What you need to do: Every line of the data below is to be duplicated exactly, pictures excepted.

Data section:
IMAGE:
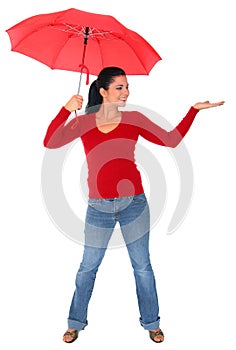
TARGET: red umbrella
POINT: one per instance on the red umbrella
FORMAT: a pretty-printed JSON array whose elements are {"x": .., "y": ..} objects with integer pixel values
[{"x": 76, "y": 40}]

Reply to the task:
IMAGE:
TARGET: red umbrella
POINT: one per instance on the red umbrella
FORMAT: a pretty-printed JSON array whose elements are {"x": .., "y": ..} objects with integer pixel values
[{"x": 76, "y": 40}]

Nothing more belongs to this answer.